» Exercise input:
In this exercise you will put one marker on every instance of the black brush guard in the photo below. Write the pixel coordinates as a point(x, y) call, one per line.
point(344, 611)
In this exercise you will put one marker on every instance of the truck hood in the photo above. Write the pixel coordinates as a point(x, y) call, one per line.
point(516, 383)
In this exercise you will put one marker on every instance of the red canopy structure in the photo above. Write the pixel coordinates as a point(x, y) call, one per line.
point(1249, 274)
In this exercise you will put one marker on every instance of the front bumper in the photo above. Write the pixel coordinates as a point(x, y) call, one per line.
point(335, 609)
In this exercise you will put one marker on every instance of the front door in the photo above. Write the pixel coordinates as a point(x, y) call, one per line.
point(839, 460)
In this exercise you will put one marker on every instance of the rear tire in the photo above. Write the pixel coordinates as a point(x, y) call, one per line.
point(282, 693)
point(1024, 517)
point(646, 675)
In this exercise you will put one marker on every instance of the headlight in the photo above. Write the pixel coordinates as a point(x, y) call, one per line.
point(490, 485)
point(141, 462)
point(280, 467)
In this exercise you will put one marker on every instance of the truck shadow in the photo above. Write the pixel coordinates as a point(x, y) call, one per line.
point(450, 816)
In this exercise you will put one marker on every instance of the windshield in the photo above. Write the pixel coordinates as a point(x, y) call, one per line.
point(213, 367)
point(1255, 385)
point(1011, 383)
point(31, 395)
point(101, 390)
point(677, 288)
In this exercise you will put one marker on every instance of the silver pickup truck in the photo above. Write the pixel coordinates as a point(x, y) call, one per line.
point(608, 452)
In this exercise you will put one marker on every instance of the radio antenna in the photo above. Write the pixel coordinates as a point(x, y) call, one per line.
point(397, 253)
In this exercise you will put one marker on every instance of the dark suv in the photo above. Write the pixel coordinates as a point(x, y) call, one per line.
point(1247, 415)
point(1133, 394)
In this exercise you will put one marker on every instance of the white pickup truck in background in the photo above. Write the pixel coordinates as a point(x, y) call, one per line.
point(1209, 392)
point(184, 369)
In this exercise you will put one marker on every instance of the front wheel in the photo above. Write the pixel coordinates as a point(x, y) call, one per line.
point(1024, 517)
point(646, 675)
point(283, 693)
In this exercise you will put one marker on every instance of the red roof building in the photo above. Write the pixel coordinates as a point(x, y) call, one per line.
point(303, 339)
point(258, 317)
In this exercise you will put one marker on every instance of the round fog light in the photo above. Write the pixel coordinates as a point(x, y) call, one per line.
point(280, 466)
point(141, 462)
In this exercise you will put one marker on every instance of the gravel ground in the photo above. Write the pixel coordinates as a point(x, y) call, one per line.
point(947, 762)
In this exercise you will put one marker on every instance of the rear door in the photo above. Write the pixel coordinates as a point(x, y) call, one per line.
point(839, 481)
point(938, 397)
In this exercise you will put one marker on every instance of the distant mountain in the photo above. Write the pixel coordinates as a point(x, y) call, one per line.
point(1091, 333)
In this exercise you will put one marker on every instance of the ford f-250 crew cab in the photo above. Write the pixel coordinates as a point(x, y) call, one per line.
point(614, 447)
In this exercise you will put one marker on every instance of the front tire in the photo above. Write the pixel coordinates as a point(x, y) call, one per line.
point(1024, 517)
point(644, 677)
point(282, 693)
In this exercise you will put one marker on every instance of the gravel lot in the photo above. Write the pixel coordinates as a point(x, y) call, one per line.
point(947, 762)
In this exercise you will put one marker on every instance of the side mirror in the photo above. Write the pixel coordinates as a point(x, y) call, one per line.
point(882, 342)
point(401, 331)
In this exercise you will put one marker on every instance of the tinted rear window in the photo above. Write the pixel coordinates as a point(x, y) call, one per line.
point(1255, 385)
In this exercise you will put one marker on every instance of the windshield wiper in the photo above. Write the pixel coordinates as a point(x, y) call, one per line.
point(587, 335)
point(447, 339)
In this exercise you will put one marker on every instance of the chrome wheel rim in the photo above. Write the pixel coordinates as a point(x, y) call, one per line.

» The request: Revise the rows above by substituting "pin" for every occurrence of "marker", leaving all other wording untouched.

» The solution:
In this exercise you will put one pin on every instance of the black brush guard in the photo below. Write the pixel coordinates as a point(x, y) call, one per line.
point(344, 611)
In this exercise you will put one pin on every instance of the truck hood in the photo above. Write the pixel coordinates as a point(x, y) call, one per line.
point(516, 383)
In this exercise you will put one pin on every instance of the red canopy structure in the photo above. Write the pixel coordinates as a point(x, y) call, one per line.
point(1249, 274)
In this exercise you will put one pin on every instance of the front bumper in the photo above. Write the pixel coordinates as a point(x, y) call, one per line.
point(335, 609)
In this exercise you will put one pin on every instance of the front door in the photo above. Write the pixel coordinates as a point(x, y) call, one per line.
point(839, 460)
In this exercise you will put one pin on every instance of the rear tire in the photo above. Write the pixel coordinates as a point(x, y) call, one per line.
point(282, 693)
point(1024, 517)
point(646, 675)
In this exercise you will put one pin on every instance of the headlight in the photo above. Write the pixel coordinates as a point(x, y) call, one per line.
point(490, 485)
point(141, 462)
point(280, 467)
In this exercise you will put one pin on every instance of the truck shadow in the photo above. Write the pixel coordinates as a point(x, y) call, one per line.
point(450, 816)
In this exercise you will put one pin on every instance of the windshield in the photo above. Write the pixel coordinates as a point(x, y) call, one per line.
point(213, 367)
point(1255, 385)
point(1011, 383)
point(31, 395)
point(101, 390)
point(677, 288)
In this exercise you will put one pin on every instance of the silver pickup truck in the photo above. Write the pixel coordinates as a point(x, y) call, one per line.
point(608, 452)
In this exercise you will put one pin on every instance of the radio antenna in the photo above. Write the pixel coordinates as a point(x, y) call, one per line.
point(397, 253)
In this exercise you will put one pin on every instance of the dark suv in the photo above. Write the pixel coordinates as a point(x, y) call, one per line.
point(1247, 415)
point(1133, 394)
In this exercise you will put one pin on every instance of the white pickup truck in background in the photo above. Write the pixel coordinates as a point(x, y) call, one per line.
point(1209, 392)
point(184, 369)
In this exercise you will put one pin on every instance of the front wheel in the photo above. Write the pixel coordinates as a point(x, y) call, one per line.
point(1024, 517)
point(646, 675)
point(283, 693)
In this exercise you will put one pin on every instance of the red roof building in the photo above. Write the pixel coordinates as a point(x, y) call, one per line.
point(303, 339)
point(258, 317)
In this exercise you will put one pin on every instance of the round fog light in the photo above. Write the pixel coordinates as a point(x, y) call, one per line.
point(280, 466)
point(141, 462)
In this exercise you will put one pin on every instance of the gravel ground in the photo above. Write the pixel coordinates as a point(x, y) call, one per line.
point(947, 762)
In this exercise you will put one pin on every instance of the rear door in the photo above. Write the pixel coordinates as a point(x, y) call, one per line.
point(839, 481)
point(938, 397)
In this exercise you will put one pin on every instance of the distant mountain in the photo above. Write the pixel coordinates as a point(x, y) call, one per line.
point(1091, 333)
In this exercise you will put one pin on every instance of the ford f-250 crew cab in the photo above. Write the pixel coordinates as a point(x, y) call, one per line.
point(614, 447)
In this exercise you will put one pin on every instance of the front tire in the photo above. Write the pixel coordinates as a point(x, y) call, one per line.
point(1024, 517)
point(644, 677)
point(282, 693)
In this exercise you will put one pin on every instance of the gravel lot in the photo above. Write the pixel coordinates as a point(x, y) call, one per line.
point(947, 762)
In this exercise you will put one pin on every instance of the side mirror in the photo above. Write the pixel coordinates as a point(x, y) call, one per line.
point(882, 342)
point(401, 331)
In this exercise you will put one pin on every instance of the tinted rear window in the photo above. Write the pixel coordinates as a point(x, y) call, one per line.
point(1255, 385)
In this exercise you will put one pin on every instance of the windshield wiper in the photo above. Write the pixel coordinates as a point(x, y) call, one per line.
point(587, 335)
point(447, 339)
In this exercise you will put one pin on every instance of the chrome wheel rim in the photo above. Write the pixel coordinates as a point(x, y) call, one per line.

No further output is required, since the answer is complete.